» Excerpted passage:

The tone of Bell's score is consequently rather dark, drab and lacking in character. The overture sets the ominous tone for what is ahead, with rolling drums, fragmentary phrases, plucked notes and droning violin as bodies in rags crawl through the mist to the front of the stage. Individuals arise out of this seething mass, one stabbing and robbing another, others selling their wares, and the score picks out moments and characters with short phrases and serial runs. There's a full orchestra and a chorus employed here, but they are never used to bring any real dynamic to vary the tone or suggest any deeper level of individual character. Everyone in their own way is just miserable and out for themselves. Playing on the theme of Paul Bunyan's 'The Pilgrim's Progress', Hogarth's prints were a satire exposing the hypocrisy behind the society and its establishment figures in their exploitation of good people like Tom Rakewell and Moll Hackabout, but there's very little of that evident here.

» Supplied entries:

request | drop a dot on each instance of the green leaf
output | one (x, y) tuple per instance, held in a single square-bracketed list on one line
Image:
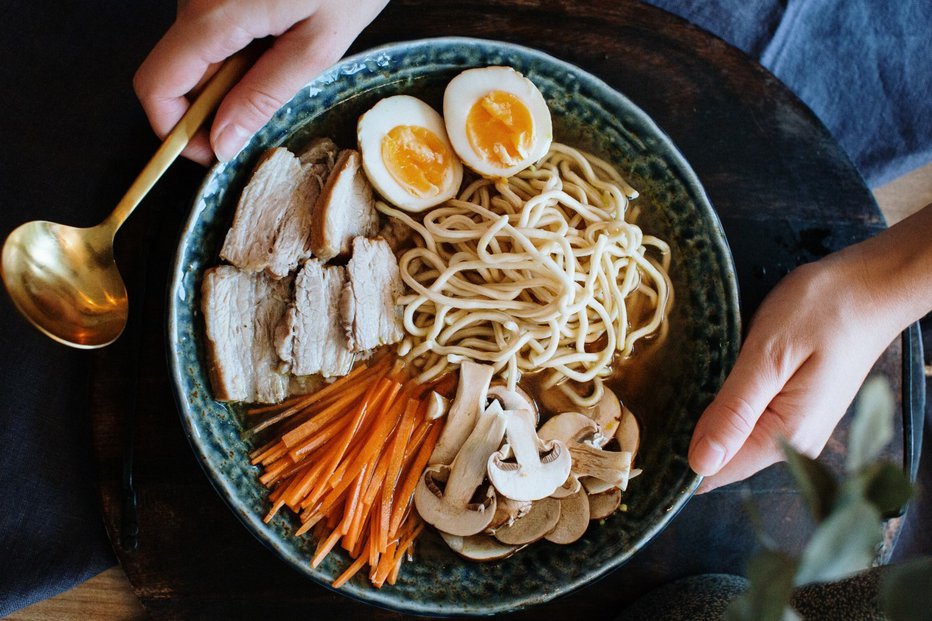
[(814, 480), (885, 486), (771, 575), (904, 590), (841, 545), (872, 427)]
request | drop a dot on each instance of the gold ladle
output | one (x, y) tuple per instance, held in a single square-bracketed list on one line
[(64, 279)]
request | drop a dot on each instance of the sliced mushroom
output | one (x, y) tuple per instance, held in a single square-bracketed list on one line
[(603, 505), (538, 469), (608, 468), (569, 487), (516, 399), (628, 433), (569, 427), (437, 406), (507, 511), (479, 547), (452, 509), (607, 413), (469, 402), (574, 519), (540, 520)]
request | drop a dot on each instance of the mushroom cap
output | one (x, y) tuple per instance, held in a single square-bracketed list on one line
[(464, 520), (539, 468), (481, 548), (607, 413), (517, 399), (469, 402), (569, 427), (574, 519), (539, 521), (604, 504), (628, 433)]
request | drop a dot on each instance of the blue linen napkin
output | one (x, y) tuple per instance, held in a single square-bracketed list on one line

--

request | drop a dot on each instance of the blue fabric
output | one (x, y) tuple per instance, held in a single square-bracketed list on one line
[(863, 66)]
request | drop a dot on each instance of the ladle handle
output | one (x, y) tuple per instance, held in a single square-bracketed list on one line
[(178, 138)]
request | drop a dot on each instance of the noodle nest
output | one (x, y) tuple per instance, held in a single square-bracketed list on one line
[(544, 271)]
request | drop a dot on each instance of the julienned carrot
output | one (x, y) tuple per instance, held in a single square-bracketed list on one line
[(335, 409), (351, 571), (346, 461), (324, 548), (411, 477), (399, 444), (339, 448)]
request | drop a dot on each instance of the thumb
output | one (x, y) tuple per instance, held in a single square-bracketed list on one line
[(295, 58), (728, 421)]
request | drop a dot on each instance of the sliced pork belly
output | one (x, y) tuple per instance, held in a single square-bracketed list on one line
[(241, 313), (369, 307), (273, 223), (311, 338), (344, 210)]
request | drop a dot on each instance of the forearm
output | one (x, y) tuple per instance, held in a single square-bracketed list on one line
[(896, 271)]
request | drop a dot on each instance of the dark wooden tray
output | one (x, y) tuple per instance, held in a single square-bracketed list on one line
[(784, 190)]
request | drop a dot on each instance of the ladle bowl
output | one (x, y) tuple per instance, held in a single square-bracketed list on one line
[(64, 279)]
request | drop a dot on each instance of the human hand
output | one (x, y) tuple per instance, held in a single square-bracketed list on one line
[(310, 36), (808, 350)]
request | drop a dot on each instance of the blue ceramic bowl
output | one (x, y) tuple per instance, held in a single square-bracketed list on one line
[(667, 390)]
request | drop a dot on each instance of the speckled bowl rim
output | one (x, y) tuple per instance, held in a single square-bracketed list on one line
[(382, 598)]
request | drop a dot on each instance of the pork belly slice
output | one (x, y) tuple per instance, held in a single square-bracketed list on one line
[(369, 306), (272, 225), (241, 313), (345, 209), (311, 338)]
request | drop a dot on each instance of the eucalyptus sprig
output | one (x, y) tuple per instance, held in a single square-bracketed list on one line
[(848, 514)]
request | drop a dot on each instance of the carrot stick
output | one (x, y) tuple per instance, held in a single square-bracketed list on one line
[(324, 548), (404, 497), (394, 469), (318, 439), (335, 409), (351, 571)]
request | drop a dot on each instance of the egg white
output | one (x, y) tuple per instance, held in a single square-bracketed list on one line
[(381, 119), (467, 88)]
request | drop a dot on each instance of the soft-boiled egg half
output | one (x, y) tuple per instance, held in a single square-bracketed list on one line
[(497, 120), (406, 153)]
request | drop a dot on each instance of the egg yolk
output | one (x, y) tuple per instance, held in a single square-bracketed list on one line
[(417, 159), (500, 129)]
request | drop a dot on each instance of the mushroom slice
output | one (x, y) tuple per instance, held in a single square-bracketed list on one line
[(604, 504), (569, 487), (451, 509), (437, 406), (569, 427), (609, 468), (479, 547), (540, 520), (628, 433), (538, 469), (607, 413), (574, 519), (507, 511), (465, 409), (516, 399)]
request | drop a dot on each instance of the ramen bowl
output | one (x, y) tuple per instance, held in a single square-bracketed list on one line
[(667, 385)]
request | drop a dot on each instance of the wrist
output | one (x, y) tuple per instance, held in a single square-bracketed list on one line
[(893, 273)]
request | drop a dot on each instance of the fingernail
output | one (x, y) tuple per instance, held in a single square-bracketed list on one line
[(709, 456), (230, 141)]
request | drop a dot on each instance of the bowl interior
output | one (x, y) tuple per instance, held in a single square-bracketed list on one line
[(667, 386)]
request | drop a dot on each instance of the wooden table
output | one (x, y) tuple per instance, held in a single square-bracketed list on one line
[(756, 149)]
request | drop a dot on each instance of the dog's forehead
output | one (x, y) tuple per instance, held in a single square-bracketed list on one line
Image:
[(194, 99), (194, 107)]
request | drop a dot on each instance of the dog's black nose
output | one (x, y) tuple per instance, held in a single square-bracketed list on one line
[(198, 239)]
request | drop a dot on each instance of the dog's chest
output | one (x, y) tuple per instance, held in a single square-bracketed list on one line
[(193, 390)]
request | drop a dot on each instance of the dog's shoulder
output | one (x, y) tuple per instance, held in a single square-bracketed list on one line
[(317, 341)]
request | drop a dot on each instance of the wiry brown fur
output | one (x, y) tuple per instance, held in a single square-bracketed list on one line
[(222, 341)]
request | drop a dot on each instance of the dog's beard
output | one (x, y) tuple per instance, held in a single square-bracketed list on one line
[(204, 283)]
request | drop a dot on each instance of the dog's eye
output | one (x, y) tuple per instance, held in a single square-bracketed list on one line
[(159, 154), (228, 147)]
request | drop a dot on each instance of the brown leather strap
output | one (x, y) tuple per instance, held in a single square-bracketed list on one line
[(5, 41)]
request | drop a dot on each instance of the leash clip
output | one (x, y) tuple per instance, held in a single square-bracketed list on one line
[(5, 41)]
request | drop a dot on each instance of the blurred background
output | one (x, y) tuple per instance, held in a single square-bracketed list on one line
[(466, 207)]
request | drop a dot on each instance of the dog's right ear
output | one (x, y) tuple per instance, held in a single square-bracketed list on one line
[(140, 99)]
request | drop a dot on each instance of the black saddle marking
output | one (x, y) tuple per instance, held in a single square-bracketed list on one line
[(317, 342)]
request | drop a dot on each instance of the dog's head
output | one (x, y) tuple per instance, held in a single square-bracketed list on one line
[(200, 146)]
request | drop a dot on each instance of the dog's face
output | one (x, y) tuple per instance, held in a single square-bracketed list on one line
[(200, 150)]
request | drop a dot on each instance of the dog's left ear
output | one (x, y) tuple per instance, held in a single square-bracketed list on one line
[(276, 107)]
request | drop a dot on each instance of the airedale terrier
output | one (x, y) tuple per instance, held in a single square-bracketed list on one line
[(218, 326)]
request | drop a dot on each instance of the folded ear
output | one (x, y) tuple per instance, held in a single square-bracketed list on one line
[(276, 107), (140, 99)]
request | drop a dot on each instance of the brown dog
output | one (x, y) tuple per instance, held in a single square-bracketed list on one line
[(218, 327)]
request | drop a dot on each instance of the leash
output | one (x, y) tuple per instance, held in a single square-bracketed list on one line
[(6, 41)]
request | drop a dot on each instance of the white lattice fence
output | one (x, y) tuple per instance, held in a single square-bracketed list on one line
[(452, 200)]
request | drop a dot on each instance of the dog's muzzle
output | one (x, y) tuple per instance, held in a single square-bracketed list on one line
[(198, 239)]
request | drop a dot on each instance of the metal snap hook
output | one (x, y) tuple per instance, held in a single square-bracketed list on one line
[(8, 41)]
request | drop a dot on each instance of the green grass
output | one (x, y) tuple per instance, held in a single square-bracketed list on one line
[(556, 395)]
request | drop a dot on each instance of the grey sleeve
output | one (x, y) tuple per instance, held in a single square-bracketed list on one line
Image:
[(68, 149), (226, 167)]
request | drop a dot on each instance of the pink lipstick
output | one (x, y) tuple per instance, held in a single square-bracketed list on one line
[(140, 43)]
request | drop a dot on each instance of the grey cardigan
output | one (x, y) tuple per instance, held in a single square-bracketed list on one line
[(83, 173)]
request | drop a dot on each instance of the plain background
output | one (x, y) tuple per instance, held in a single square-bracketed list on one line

...

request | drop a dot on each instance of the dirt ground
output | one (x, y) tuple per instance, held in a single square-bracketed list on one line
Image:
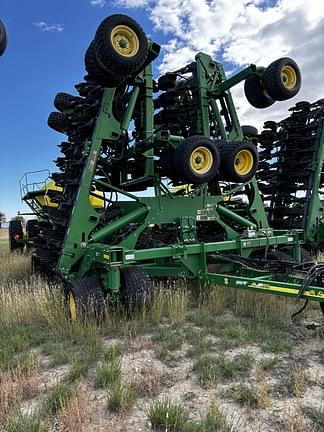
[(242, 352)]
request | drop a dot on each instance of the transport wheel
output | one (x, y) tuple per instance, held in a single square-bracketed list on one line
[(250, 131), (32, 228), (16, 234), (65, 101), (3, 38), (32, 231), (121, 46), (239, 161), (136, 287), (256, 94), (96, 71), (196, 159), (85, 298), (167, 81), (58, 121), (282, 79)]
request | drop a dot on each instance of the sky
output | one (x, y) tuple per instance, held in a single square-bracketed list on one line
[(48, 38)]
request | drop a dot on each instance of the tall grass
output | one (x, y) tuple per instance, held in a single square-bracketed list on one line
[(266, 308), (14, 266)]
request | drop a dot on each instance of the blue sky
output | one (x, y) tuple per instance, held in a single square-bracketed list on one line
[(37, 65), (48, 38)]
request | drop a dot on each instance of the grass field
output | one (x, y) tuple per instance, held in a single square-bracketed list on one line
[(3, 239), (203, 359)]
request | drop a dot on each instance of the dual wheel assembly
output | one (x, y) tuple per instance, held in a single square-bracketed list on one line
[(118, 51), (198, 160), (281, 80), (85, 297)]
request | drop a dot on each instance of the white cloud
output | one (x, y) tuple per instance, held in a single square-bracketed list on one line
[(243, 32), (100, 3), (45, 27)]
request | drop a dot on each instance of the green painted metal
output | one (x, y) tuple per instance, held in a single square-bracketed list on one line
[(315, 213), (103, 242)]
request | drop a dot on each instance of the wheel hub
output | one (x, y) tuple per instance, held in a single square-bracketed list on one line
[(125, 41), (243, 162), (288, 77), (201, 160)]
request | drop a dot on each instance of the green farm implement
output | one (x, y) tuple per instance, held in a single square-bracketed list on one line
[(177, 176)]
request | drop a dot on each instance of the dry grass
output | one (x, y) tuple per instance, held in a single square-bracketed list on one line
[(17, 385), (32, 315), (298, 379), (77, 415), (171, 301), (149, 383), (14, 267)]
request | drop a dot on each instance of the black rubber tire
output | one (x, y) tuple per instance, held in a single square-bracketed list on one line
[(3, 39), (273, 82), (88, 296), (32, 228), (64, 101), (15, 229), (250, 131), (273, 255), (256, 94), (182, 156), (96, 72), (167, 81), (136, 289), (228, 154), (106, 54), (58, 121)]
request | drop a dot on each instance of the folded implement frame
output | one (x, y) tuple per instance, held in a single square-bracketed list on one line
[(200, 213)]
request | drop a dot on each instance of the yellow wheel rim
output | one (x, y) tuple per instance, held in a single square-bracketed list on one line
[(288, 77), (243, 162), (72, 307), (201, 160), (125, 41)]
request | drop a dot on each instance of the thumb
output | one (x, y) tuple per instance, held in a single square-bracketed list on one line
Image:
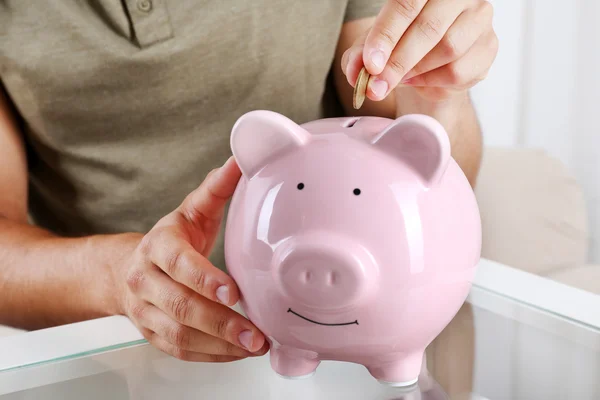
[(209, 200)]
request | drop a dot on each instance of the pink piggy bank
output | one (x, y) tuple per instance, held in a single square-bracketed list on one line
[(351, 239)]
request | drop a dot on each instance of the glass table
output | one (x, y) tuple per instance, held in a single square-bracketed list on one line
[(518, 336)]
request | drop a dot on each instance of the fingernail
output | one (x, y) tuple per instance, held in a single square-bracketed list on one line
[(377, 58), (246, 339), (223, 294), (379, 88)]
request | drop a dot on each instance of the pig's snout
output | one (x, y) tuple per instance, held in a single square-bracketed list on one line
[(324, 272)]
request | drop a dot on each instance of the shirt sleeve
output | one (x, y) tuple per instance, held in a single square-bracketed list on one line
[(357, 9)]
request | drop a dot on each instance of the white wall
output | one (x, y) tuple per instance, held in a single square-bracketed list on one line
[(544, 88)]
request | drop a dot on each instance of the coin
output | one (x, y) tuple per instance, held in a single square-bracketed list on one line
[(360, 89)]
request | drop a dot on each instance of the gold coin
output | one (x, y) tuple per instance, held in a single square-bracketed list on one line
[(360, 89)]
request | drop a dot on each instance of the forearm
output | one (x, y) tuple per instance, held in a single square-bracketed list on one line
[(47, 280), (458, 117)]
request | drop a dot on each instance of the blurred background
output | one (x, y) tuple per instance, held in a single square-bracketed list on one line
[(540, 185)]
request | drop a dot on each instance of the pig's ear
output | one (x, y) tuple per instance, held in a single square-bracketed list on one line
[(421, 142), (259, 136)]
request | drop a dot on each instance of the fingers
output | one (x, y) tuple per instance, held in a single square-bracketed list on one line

» Directives:
• a. List the musical features that the review of Bell's score says the overture uses to set its ominous tone.
• b. Pick up the review of Bell's score after its last sentence and carry it on for one more paragraph in the same critical voice.

» Final answers:
• a.
- Rolling drums
- Fragmentary phrases
- Plucked notes
- Droning violin

• b.
The Theater an der Wien's staging is simple but effective enough for the purposes of connecting the scenes of the drama together. Although the costumes are approximate to the period (with some exceptions), the set wisely doesn't pile on the grimy misery of Georgian London. A stylised backdrop of a white wooden cage encloses the drama with panels that increasingly shut down sections on Moll's life as black ashes fall down upon the stage. Moving to contemporary opera is a considerable challenge for Diana Damrau and far from the Mozart roles she is most famous for, but she carries it off and gives a good performance. Tara Erraught's Kitty is also impressive, and Nathan Gunn is fine as James Dalton, but despite the attention paid to fleshing out the detail of the drama, there's not much for the characters to do here other than play out the misery of their existence.